*WORK REQUIRED:*
Omit every image, and transcribe the remaining entries exactly as given.

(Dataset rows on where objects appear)
■ ■ ■ ■

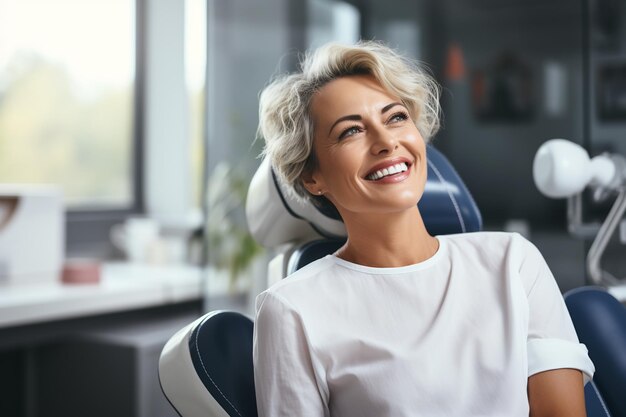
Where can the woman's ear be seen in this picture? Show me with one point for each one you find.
(312, 183)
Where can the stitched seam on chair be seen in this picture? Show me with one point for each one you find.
(606, 410)
(454, 203)
(207, 374)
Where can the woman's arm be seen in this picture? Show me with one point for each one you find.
(284, 374)
(557, 393)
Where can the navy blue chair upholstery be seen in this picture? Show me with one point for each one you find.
(600, 322)
(234, 371)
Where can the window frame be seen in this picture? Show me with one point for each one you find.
(87, 230)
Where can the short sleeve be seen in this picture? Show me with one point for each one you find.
(552, 341)
(284, 376)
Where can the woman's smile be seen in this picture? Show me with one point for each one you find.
(390, 172)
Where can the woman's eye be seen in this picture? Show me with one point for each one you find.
(398, 117)
(352, 130)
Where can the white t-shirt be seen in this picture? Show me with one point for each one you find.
(456, 335)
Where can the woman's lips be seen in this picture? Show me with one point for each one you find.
(394, 178)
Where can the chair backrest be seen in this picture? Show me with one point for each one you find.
(600, 322)
(206, 368)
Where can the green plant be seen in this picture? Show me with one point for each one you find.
(229, 244)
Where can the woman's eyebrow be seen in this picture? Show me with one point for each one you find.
(390, 105)
(357, 117)
(341, 119)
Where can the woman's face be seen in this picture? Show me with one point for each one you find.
(371, 157)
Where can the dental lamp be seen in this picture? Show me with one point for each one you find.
(563, 169)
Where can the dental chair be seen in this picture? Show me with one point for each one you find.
(600, 322)
(206, 368)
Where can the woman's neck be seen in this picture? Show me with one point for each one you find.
(396, 240)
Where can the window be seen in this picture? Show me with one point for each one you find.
(67, 71)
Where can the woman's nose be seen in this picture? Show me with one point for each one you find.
(383, 141)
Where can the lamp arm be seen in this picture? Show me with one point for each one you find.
(597, 274)
(575, 225)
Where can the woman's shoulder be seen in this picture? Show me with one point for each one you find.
(485, 238)
(302, 282)
(491, 243)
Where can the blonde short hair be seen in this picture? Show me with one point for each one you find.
(285, 122)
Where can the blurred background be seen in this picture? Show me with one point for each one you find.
(141, 115)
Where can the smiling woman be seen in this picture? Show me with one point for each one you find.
(398, 322)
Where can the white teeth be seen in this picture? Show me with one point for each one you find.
(401, 167)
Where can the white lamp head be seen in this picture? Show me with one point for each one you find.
(562, 168)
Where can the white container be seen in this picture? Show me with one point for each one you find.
(32, 233)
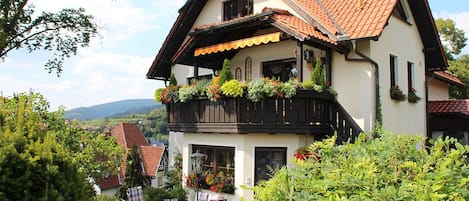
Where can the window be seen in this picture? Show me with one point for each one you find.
(394, 70)
(248, 68)
(218, 158)
(268, 158)
(410, 76)
(236, 8)
(281, 69)
(238, 75)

■ ■ ■ ■

*EXERCISE RESULT:*
Where can the woman's ear be seen in this picture? Show me with one point for each one you find.
(312, 183)
Where can the stitched seam on chair be seen in this picture? Show me with one point for each one you find.
(606, 410)
(454, 203)
(207, 374)
Where can the woman's arm be seen in this picture? Show me with one point for each one you find.
(284, 374)
(557, 393)
Where can the navy blue chair upholstery be seen in this picture? Show me with one point for each one you find.
(600, 322)
(234, 371)
Where can the window frame be seen in this picture? Show me with one point for each one you find.
(87, 230)
Where can the short sleeve be seen in this picture? Show me with one point for each one you find.
(552, 341)
(284, 376)
Where can the woman's smile be seen in this picture? Show me with one point for each one you find.
(390, 172)
Where can the woman's eye be seen in this picture? Show me with one point for each one you find.
(398, 117)
(352, 130)
Where can the white t-shirt be seen in this picture? Show me with one point for each one you find.
(456, 335)
Where can the woman's lips be seen in this picture? Show me with one point for each one you find.
(394, 178)
Where can the chair backrest be seen in this picture? Show me with one point for each one you find.
(600, 322)
(206, 368)
Where can the green plant be seen in this picture? Show me with one point for each one you find.
(229, 244)
Where can the woman's eyebrow be seen in this picture? Show me with one point for each one you find.
(390, 105)
(357, 117)
(341, 119)
Where can the woman's face be seen in this picture? Show me with one point for each one you find.
(371, 157)
Where can the dental lamp be seen in this picture? Show me with one point for each one you find.
(563, 169)
Where can the dental chair be seen in this picture? Show me with one point for each one you find.
(600, 322)
(206, 368)
Where can the woman's neck be seen in this picture? Show me with one point for each one you find.
(396, 240)
Where can the window be seen in this picture? Show me with one point for each one you find.
(67, 71)
Where can the woman's nose be seen in this picture? Show me with one point for each one you find.
(383, 141)
Where can the lamp arm be seen in this picture? Show me with one point for each one you find.
(597, 274)
(575, 225)
Where can the woman's shoulder be seen in this picture? Show me with one point for each one you find.
(485, 238)
(302, 282)
(491, 243)
Where can the blonde short hair be seen in this picture? Show me with one point for each one you find.
(285, 122)
Where can the blurred background be seen in this picture? Show me with one point for each one you find.
(141, 115)
Where can the smiling woman be seen in this picture? Show me with one point for each one you find.
(398, 322)
Where can the white teeth be seen in this picture? Show me with one point for each one you find.
(401, 167)
Where can the white lamp head be seen in this picture? Show me with one point for each one you find.
(562, 168)
Where can the white container be seen in this picture? Show me with one point for each one you find.
(32, 233)
Where can the window be seen in this picture? Show me with one point for each one you find.
(394, 70)
(248, 68)
(218, 158)
(268, 158)
(410, 76)
(236, 8)
(281, 69)
(238, 75)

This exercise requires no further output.